Point labeling dataset excerpts:
>> Start

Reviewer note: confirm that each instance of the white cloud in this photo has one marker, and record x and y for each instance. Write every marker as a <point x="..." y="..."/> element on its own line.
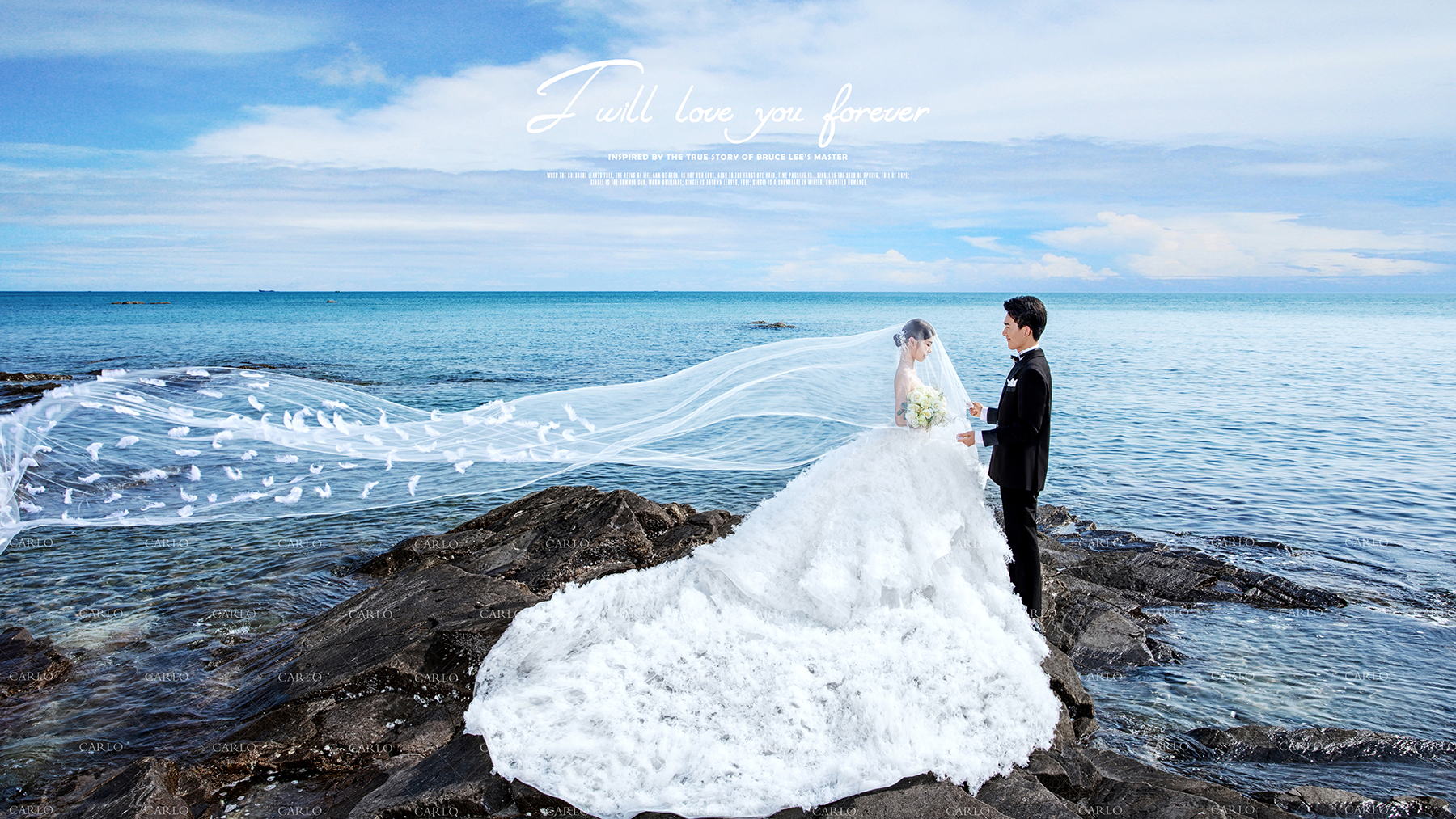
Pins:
<point x="893" y="271"/>
<point x="1245" y="245"/>
<point x="351" y="69"/>
<point x="49" y="28"/>
<point x="1161" y="70"/>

>> End

WORK REQUIRED: Could you reproduce the rows above verbatim, omitting the pictures?

SOLUTION TO THE PROBLEM:
Reviewer note: confirm that each instance of the white cloud in this photo has one marker, and record x and y for each instance. Write every marker as a <point x="..." y="..."/> element on its own line.
Pins:
<point x="893" y="271"/>
<point x="1245" y="245"/>
<point x="351" y="69"/>
<point x="49" y="28"/>
<point x="1161" y="70"/>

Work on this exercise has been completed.